[Records from a data source]
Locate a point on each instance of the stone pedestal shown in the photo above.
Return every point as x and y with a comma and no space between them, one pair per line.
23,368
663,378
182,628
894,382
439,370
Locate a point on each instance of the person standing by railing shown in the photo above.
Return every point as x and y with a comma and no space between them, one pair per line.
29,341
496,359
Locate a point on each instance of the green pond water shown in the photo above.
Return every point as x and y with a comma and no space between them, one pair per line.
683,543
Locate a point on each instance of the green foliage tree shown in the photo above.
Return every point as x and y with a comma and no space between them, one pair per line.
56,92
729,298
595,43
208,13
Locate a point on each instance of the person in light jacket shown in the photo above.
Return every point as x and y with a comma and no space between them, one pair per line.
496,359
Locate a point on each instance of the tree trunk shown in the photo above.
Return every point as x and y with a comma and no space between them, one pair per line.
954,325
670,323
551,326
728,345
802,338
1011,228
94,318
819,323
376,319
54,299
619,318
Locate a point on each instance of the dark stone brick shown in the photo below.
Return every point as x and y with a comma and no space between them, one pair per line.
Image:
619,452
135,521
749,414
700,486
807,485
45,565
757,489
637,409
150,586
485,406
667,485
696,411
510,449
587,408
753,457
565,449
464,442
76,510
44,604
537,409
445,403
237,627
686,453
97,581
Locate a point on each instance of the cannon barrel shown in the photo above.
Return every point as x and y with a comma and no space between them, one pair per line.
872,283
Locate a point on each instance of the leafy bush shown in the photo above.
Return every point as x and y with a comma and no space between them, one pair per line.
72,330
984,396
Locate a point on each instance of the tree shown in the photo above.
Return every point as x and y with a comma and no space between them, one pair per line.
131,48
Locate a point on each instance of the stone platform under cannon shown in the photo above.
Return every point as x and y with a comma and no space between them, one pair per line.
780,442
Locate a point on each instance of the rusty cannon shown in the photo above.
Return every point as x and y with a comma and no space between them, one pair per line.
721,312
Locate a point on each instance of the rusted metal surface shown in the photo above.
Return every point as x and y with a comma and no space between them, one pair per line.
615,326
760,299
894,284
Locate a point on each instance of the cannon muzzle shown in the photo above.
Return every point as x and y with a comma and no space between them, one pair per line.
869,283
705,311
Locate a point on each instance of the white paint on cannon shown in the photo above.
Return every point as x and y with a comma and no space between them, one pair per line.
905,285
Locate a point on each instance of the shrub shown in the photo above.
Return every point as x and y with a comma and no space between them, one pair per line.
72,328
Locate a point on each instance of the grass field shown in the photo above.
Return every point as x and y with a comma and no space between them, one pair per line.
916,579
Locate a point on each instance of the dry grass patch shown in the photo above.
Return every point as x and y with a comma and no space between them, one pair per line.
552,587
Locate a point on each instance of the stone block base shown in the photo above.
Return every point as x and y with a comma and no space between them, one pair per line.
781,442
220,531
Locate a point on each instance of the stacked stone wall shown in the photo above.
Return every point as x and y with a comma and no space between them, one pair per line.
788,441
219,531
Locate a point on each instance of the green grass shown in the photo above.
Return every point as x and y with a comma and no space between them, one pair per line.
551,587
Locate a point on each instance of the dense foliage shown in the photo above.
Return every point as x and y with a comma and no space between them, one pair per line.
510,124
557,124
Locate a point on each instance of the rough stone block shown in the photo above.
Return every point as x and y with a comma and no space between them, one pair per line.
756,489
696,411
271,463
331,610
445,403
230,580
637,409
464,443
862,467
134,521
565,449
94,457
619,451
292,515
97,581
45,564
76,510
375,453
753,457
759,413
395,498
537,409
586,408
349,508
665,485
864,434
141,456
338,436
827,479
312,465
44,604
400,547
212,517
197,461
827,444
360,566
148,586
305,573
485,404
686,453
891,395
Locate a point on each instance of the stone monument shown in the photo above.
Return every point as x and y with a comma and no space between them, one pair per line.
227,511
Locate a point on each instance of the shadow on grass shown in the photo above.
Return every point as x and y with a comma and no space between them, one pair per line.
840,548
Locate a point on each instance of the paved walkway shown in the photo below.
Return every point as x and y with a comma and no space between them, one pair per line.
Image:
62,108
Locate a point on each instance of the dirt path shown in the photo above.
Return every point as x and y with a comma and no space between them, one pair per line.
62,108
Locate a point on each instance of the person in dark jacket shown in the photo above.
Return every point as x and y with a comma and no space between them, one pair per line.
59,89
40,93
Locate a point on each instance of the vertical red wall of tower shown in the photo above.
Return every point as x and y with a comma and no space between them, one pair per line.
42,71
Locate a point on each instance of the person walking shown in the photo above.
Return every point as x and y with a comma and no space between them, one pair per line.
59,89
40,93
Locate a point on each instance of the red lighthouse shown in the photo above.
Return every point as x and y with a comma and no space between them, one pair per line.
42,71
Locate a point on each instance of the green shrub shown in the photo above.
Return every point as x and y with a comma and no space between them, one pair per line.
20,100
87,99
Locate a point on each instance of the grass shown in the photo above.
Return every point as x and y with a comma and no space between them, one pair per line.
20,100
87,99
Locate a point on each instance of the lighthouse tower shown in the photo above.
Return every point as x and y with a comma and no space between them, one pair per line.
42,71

TASK TO CARRY OUT | Copy the material above, line for line.

EXERCISE SOLUTION |
Locate a point on each instance of the stone pedestal shown in the photo above.
Return every point as x and y with a comma and no space between them, one pair per line.
23,368
663,378
182,628
894,382
439,370
Locate a point on each instance of the person standing by railing shown in the photo above.
Return every point as x and y with a comma and no space between them, one pair per line.
29,341
496,359
Locate a point on each instance of the green pond water shown in the photo above.
Return every point as x and y with a comma and no space between them, one pair per line.
683,543
Locate a point on each instance of the green foliage tree shown in the photo above.
Return every point as x and y with a comma and no space between them, one pair per line.
56,92
729,298
595,43
208,13
Locate a point on each instance of the person in light jacket shown in the photo above.
Return every point as x and y with a comma and no space between them, one pair per line.
496,359
Locate a point on each instance of the tree trunk shown in the photo above.
Return every point as x and y with a comma and no space between them, one pair per line.
954,325
670,323
551,326
728,345
802,338
1011,228
94,318
819,323
376,319
54,299
619,318
Locate a point on each instance of the dark stone brick shown in the photo below.
Return every point as x and y with a comma and no space between them, one pair per line.
Image:
619,452
135,521
749,414
700,486
807,485
45,565
757,489
637,409
150,586
485,406
667,485
696,411
510,449
587,408
753,457
565,449
464,442
76,510
44,604
537,409
445,403
237,627
686,453
97,581
Locate a point on each instance of the cannon barrel shown in the photo above.
Return every point as x and y with a comma and no space between them, one pair per line.
872,283
Locate a point on each instance of the leafy bush shown in the photo above.
Return every point as x and y with a comma and no space between them, one pair per line.
72,330
984,396
Locate a point on each instance of the tree shown in the photo above.
Return every point as x and y with a comma and no space between them, one pair per line.
131,48
Locate a point on each instance of the stone platform under cannon shown in the photo above.
Return every point as x and y with a comma and no space between them, one pair per line.
780,442
Locate a point on each instance of the rusty cannon shown in the photo above.
Return every point as x and y with a comma and no space between them, one pair per line.
721,312
Locate a point on each instance of the rusted metal surface shown in the photo above.
Return every point as x and y with a comma and no space between them, one pair per line.
615,326
760,299
894,284
Locate a point on each instance of the cannon muzzle shown in the photo above.
Return every point as x and y with a comma and no space between them, one pair per line.
869,283
705,311
Locate a point on each instance of the white paint on cannon shown in the photo above.
Return every point as x and y with a comma and no space between them, one pair per line.
905,285
Locate a point on each instance of the shrub shown in the photo above.
Return every point as x and y with a comma and no space between them, one pair per line.
72,328
Locate a point on each instance of the grass field shown in the photo above.
Return every point as x and y with a comma and no space between them, one pair per line.
916,579
Locate a point on each instance of the dry grass patch shown in the photo above.
Return every point as x and y with a comma and no space between them, one pair per line.
552,587
Locate a point on each instance of the stone block base shown in the photo above.
Return every point as x and y with a comma and no space between them, one pair per line.
781,442
220,531
Locate a point on each instance of the stacked stone wall shown in the photo above.
Return every point as x and y with a comma and no space between them, one pair per line.
788,441
219,531
Locate a point on each instance of the green grass shown in the photo above.
Return every point as x and y with a comma and no space between them, one pair per line.
551,587
Locate a point on each instance of the dense foliage shown in the photo above.
Return every point as x and y with a comma and no space between them, one pair per line.
510,124
557,124
Locate a point on each instance of the rough stone block shown in the photo above.
Return every point as x and y with a comma and no space between them, one pair per line.
756,489
696,411
271,463
331,610
445,403
230,580
637,409
464,443
862,467
134,521
565,449
94,457
619,451
292,515
97,581
45,564
76,510
375,453
753,457
759,413
395,498
537,409
586,408
349,508
665,485
864,434
141,456
338,436
827,479
312,465
44,604
400,547
212,517
197,461
827,444
360,566
148,586
305,573
485,404
686,453
891,395
Locate a point on each instance of the stone monument shown in the photo above.
Return every point as x and y with a comma and no space between them, one pair per line.
227,511
Locate a point on each instance of the shadow on grass shown in the photo above.
Return every point as x and y with a comma and no space between them, one pair per line.
840,548
Locate a point on each instance of the paved walkway shown in the photo below.
Return every point as x and y with a comma and no space between them, one pair per line.
Image:
62,108
Locate a point on each instance of the dirt path shown in the photo above.
Return every point as x and y with a comma and no space between them, one pair per line.
62,108
Locate a point on each instance of the person in dark jacket shown in the photo above.
Return every point as x and y with a comma and no space between them, one pair per line.
59,89
40,93
Locate a point on each instance of the vertical red wall of tower shown in the photo above.
Return every point as x and y with a comma and no space between them, one pair per line.
42,71
Locate a point on each instance of the person walking shown in the photo above.
Return every point as x and y with a comma and no space between them, one pair per line.
59,89
40,93
Locate a point on each instance of the red lighthouse shown in the photo above.
Return every point as x and y with a comma and no space between them, one pair per line.
42,71
Locate a point on each instance of the green shrub shown in the photo above.
Return every point as x and y with a comma and no space between them, one pair per line.
20,100
87,99
Locate a point on each instance of the grass shown in the photo above.
Return every point as x and y with a comma and no space between them, one pair per line.
20,100
87,99
Locate a point on each instance of the lighthouse tower shown in the photo above.
Return every point as x and y with a comma and no space between them, one pair per line.
42,71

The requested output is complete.